## Referring expression pointing data
Start of Block
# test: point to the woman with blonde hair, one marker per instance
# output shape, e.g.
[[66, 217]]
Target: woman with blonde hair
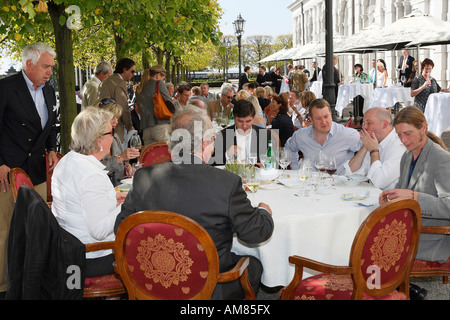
[[84, 200], [260, 117], [116, 161]]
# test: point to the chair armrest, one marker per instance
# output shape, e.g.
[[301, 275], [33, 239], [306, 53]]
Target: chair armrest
[[99, 246], [236, 272], [435, 230], [239, 272], [319, 266]]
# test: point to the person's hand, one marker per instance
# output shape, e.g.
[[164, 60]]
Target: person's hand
[[393, 194], [120, 197], [4, 184], [129, 153], [265, 206], [369, 140], [52, 160]]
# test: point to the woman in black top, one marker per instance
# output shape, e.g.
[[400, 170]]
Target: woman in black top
[[282, 122]]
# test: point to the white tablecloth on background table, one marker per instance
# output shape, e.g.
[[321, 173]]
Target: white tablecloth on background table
[[388, 97], [347, 92], [321, 230], [437, 112], [316, 88]]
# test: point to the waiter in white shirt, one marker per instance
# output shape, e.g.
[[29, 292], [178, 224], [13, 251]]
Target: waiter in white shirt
[[379, 158]]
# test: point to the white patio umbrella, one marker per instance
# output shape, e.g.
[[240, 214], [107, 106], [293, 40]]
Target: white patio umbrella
[[273, 56]]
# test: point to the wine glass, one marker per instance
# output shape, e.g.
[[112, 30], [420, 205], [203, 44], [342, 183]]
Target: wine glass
[[330, 167], [284, 160], [304, 172], [252, 182], [252, 158], [319, 161], [135, 142]]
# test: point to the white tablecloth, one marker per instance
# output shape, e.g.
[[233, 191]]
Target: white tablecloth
[[348, 91], [388, 97], [321, 230], [437, 112], [316, 88]]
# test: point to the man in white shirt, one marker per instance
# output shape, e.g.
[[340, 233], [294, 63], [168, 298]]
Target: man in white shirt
[[379, 158], [90, 89], [323, 135]]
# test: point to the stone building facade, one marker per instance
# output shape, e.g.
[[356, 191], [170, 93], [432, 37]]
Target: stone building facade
[[351, 16]]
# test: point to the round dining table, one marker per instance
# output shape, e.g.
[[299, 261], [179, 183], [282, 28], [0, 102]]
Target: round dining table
[[320, 226], [389, 96]]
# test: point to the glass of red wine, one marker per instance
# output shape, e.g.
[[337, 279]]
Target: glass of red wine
[[330, 166]]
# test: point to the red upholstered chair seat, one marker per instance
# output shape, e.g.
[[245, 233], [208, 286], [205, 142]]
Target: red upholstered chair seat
[[380, 260], [155, 153], [109, 281], [169, 261], [334, 287]]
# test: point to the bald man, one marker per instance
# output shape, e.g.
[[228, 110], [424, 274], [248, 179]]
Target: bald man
[[379, 157]]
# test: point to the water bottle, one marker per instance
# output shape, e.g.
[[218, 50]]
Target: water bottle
[[231, 118]]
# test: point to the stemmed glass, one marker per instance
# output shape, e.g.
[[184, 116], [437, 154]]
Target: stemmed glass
[[330, 166], [319, 161], [284, 160], [135, 142], [304, 172]]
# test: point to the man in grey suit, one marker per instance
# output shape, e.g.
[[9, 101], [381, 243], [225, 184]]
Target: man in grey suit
[[424, 176], [212, 197]]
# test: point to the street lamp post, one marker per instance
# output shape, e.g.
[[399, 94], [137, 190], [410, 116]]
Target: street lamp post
[[239, 30], [227, 43]]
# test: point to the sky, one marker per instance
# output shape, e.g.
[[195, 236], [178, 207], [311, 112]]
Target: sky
[[263, 17]]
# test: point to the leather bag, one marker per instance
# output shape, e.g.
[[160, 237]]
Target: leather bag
[[161, 111]]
End of Block
Retype every record above exactly as written, but leave out the pictures.

## Exercise result
# test: point to the woman with blonde hair, one marker per instance
# output shape, e.g.
[[66, 217]]
Target: woman with blonde hair
[[84, 200], [260, 117], [116, 161]]
# test: point to the chair armrest, one marker per instance
# output shape, e.g.
[[301, 275], [33, 239], [306, 53]]
Target: chair armrest
[[99, 246], [236, 272], [435, 230], [239, 272], [319, 266]]
# test: point to the person's hand, one marker per instance
# output shape, e.g.
[[164, 60]]
Target: person's hand
[[393, 194], [120, 197], [4, 184], [129, 153], [265, 206], [369, 140], [52, 160]]
# test: point to the woman in black top, one marker per instance
# output shape, e.g.
[[400, 170]]
Target: woman in black top
[[282, 122]]
# test: point to the white tablecloth on background table, one marker per instance
# output shape, e.g.
[[321, 173]]
Target: white tablecloth on background table
[[388, 97], [347, 92], [321, 230], [437, 112], [316, 88]]
# test: point to the waiter in white shirt, one marker per instance
# output shape, e.g.
[[29, 292], [178, 224], [13, 251]]
Target: waiter in white shirt
[[379, 158]]
# test: point to the white patio umbrella, one marker per instance
# output shape, e.g.
[[240, 214], [107, 106], [293, 40]]
Target: white patio umbrella
[[273, 56]]
# test: point to the wine glass, one marker per instance
# output shape, e.g.
[[112, 30], [420, 205], [203, 44], [342, 183]]
Target: wine glass
[[330, 167], [284, 160], [304, 172], [252, 182], [252, 158], [319, 161], [135, 142]]
# test: point to the white tablecloth, one marker per instance
# output shape, e.g.
[[233, 191]]
Target: white tablecloth
[[348, 91], [388, 97], [321, 230], [437, 112], [316, 88]]
# test: point to the man in white shirt, one marker per instance
# output shape, e.g.
[[340, 233], [294, 63], [168, 298]]
Target: man in white shirt
[[379, 158], [90, 89], [323, 135]]
# test: point to the stone building facade, one marker per instance
# output shape, e.g.
[[356, 191], [170, 93], [432, 37]]
Target: stone building facade
[[351, 16]]
# test: point to the round dining table, one marker per instance
# output shape, e.g.
[[299, 261], [179, 183], [282, 28], [0, 102]]
Target: round dining table
[[320, 226], [389, 96]]
# test: point to the glass of red wine, one marker per instance
# output shape, e.g.
[[337, 279]]
Target: glass of red wine
[[330, 166]]
# test: point to the red upholstered chair seat, one marker per instance
# output shape, e.g.
[[245, 233], [208, 286], [205, 142]]
Target: red upholstered chair seat
[[380, 260], [155, 153], [109, 281], [169, 261], [334, 287]]
# test: point to the bald man, one marker per instance
# output shape, e.g.
[[228, 110], [424, 274], [248, 179]]
Target: bald man
[[379, 157]]
# test: point to the water bottle, one marker per instance
# output shape, e.g.
[[218, 50]]
Target: water bottle
[[231, 118]]
# test: point to the stemmed glass, one marker per instance
# output shape, e.g.
[[184, 116], [437, 154]]
Target: stemmed glass
[[330, 166], [319, 161], [284, 160], [135, 142], [304, 172]]
# test: point to the man in grey suit, one marker per instance
# output shape, e.g.
[[9, 101], [381, 243], [225, 184]]
Target: man in grey suit
[[424, 176], [212, 197]]
# test: point to the street lamp post, one marker per instance
# output shape, e.g.
[[399, 94], [137, 190], [410, 116]]
Target: street lamp post
[[239, 30], [227, 43]]
# test: point to the sky, one marker per instance
# output shape, e.g.
[[195, 236], [178, 207], [311, 112]]
Target: sky
[[263, 17]]
# test: point to the leather bag, one marker per instance
# output shape, e.g.
[[160, 237]]
Target: leather bag
[[161, 111]]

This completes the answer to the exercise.